- [Stored entries]:

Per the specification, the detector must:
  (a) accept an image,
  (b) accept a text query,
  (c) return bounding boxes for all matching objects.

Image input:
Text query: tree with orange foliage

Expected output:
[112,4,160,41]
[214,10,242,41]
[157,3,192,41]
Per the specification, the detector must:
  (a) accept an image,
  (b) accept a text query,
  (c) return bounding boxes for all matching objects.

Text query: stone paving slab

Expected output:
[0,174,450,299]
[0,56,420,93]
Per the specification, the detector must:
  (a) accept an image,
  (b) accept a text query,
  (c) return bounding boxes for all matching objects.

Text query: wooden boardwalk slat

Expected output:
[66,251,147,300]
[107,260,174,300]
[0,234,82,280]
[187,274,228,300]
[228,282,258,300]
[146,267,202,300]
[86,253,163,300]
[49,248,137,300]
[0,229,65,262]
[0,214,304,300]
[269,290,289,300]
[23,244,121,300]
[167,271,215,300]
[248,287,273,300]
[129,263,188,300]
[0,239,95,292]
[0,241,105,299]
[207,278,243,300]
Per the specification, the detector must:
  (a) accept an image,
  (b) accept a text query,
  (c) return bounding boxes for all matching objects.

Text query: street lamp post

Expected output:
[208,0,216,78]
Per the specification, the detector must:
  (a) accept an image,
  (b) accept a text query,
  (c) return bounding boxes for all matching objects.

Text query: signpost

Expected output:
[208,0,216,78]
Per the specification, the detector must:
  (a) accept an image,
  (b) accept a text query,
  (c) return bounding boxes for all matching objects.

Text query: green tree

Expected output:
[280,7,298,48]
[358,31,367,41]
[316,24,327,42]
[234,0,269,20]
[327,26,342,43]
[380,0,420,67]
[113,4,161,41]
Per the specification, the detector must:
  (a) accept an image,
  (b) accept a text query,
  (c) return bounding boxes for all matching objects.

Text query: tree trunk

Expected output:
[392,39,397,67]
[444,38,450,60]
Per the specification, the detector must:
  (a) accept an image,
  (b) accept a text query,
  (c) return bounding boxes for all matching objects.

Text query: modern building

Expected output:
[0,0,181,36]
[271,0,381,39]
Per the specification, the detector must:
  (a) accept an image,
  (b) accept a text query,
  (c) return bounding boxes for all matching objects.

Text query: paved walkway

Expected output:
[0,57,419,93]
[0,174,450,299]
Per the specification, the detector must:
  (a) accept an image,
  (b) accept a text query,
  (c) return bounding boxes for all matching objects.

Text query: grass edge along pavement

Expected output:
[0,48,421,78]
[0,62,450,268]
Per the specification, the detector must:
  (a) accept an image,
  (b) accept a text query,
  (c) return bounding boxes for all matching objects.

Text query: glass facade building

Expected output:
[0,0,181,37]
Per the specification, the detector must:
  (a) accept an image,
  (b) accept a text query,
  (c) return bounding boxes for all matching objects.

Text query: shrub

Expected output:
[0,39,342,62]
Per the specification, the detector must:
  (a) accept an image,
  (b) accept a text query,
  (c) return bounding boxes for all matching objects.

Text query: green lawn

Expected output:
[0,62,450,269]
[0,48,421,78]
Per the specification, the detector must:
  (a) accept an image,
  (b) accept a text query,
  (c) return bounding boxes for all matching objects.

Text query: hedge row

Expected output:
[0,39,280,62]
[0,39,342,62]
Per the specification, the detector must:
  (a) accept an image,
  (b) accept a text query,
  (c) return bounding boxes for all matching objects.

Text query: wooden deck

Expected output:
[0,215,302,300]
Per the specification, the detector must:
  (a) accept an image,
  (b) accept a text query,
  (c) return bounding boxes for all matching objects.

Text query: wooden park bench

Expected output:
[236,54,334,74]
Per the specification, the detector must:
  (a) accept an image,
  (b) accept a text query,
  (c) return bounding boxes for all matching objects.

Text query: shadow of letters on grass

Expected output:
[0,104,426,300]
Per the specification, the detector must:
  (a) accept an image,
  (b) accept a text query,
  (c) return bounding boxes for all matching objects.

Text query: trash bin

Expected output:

- [Aim]:
Convert the whole listing above into a Markdown table with the columns Row and Line, giving each line its own numbered row and skipping blank lines.

- [Task solution]:
| Row | Line |
|---|---|
| 1 | Per the specification, the detector must: |
| 2 |   (a) accept an image, |
| 3 |   (b) accept a text query, |
| 4 |   (c) return bounding boxes for all matching objects. |
| 5 | Image input: |
| 6 | Text query: tree with orange foliage |
| 7 | Expected output: |
| 8 | [112,4,160,41] |
| 9 | [214,10,242,41] |
| 10 | [157,3,192,41] |
| 11 | Per the specification, the detector must: |
| 12 |   (a) accept an image, |
| 13 |   (b) accept a text query, |
| 14 |   (c) return bounding boxes for all matching objects. |
| 15 | Text query: stone paving slab |
| 16 | Expected output: |
| 17 | [0,174,450,299] |
| 18 | [0,56,420,93] |
| 19 | Per the specification, the detector must: |
| 20 |   (a) accept an image, |
| 21 |   (b) accept a text query, |
| 22 |   (c) return bounding boxes for all matching objects. |
| 23 | Text query: wooden boardwalk slat |
| 24 | Expected output: |
| 25 | [66,251,147,300] |
| 26 | [107,260,174,300] |
| 27 | [0,234,82,280] |
| 28 | [187,274,228,300] |
| 29 | [228,282,258,300] |
| 30 | [146,267,202,300] |
| 31 | [86,253,163,300] |
| 32 | [49,248,137,300] |
| 33 | [0,229,65,262] |
| 34 | [0,214,304,300] |
| 35 | [269,290,289,300] |
| 36 | [23,244,121,300] |
| 37 | [167,271,215,300] |
| 38 | [248,287,273,300] |
| 39 | [129,263,188,300] |
| 40 | [0,239,95,292] |
| 41 | [0,241,105,299] |
| 42 | [207,278,243,300] |
| 43 | Per the specification, the detector must: |
| 44 |   (a) accept an image, |
| 45 |   (b) accept a text query, |
| 46 |   (c) return bounding boxes for all matching objects. |
| 47 | Text query: street lamp post |
| 48 | Expected output: |
| 49 | [208,0,216,78] |
| 50 | Per the specification, the detector must: |
| 51 |   (a) accept an image, |
| 52 |   (b) accept a text query, |
| 53 |   (c) return bounding boxes for all matching objects. |
| 54 | Text query: signpost |
| 55 | Expected output: |
| 56 | [208,0,216,78] |
| 57 | Per the specification, the detector must: |
| 58 |   (a) accept an image, |
| 59 |   (b) accept a text query, |
| 60 |   (c) return bounding boxes for all matching objects. |
| 61 | Text query: green tree |
| 62 | Expected output: |
| 63 | [280,7,298,48] |
| 64 | [358,31,367,41] |
| 65 | [316,24,327,42] |
| 66 | [234,0,269,20] |
| 67 | [327,26,342,43] |
| 68 | [380,0,420,67] |
| 69 | [113,4,161,41] |
| 70 | Per the specification, the detector must: |
| 71 |   (a) accept an image, |
| 72 |   (b) accept a text query, |
| 73 |   (c) return bounding boxes for all matching objects. |
| 74 | Text query: tree trunk |
| 75 | Expected output: |
| 76 | [392,39,397,67] |
| 77 | [444,38,450,60] |
| 78 | Per the specification, the detector must: |
| 79 |   (a) accept an image, |
| 80 |   (b) accept a text query, |
| 81 |   (c) return bounding boxes for all matching objects. |
| 82 | Text query: modern building |
| 83 | Expected output: |
| 84 | [0,0,181,36] |
| 85 | [271,0,381,39] |
| 86 | Per the specification, the detector must: |
| 87 |   (a) accept an image, |
| 88 |   (b) accept a text query, |
| 89 |   (c) return bounding boxes for all matching objects. |
| 90 | Text query: paved walkway |
| 91 | Expected output: |
| 92 | [0,57,419,93] |
| 93 | [0,174,450,299] |
| 94 | Per the specification, the detector must: |
| 95 |   (a) accept an image, |
| 96 |   (b) accept a text query, |
| 97 |   (c) return bounding boxes for all matching objects. |
| 98 | Text query: grass edge along pavement |
| 99 | Expected output: |
| 100 | [0,48,421,78] |
| 101 | [0,62,450,268] |
| 102 | Per the specification, the detector must: |
| 103 |   (a) accept an image, |
| 104 |   (b) accept a text query, |
| 105 |   (c) return bounding boxes for all matching objects. |
| 106 | Text query: glass facade building |
| 107 | Expected output: |
| 108 | [0,0,181,37] |
| 109 | Per the specification, the detector must: |
| 110 |   (a) accept an image, |
| 111 |   (b) accept a text query, |
| 112 |   (c) return bounding boxes for all matching objects. |
| 113 | Text query: shrub |
| 114 | Expected output: |
| 115 | [0,39,342,62] |
| 116 | Per the specification, the detector must: |
| 117 |   (a) accept an image, |
| 118 |   (b) accept a text query, |
| 119 |   (c) return bounding boxes for all matching objects. |
| 120 | Text query: green lawn |
| 121 | Expected output: |
| 122 | [0,62,450,269] |
| 123 | [0,48,421,78] |
| 124 | Per the specification, the detector must: |
| 125 |   (a) accept an image, |
| 126 |   (b) accept a text query, |
| 127 |   (c) return bounding boxes for all matching objects. |
| 128 | Text query: hedge row |
| 129 | Expected output: |
| 130 | [0,39,280,62] |
| 131 | [0,39,342,62] |
| 132 | Per the specification, the detector must: |
| 133 |   (a) accept an image, |
| 134 |   (b) accept a text query, |
| 135 |   (c) return bounding boxes for all matching objects. |
| 136 | Text query: wooden deck |
| 137 | Expected output: |
| 138 | [0,215,302,300] |
| 139 | Per the specification, the detector must: |
| 140 |   (a) accept an image, |
| 141 |   (b) accept a text query, |
| 142 |   (c) return bounding boxes for all matching objects. |
| 143 | Text query: wooden park bench |
| 144 | Expected output: |
| 145 | [236,54,334,74] |
| 146 | Per the specification, the detector must: |
| 147 |   (a) accept an image, |
| 148 |   (b) accept a text query, |
| 149 |   (c) return bounding boxes for all matching objects. |
| 150 | Text query: shadow of letters on grass |
| 151 | Expected output: |
| 152 | [0,104,426,300] |
| 153 | Per the specification, the detector must: |
| 154 |   (a) accept an image, |
| 155 |   (b) accept a text query, |
| 156 |   (c) return bounding boxes for all matching objects. |
| 157 | Text query: trash bin |
| 158 | Expected output: |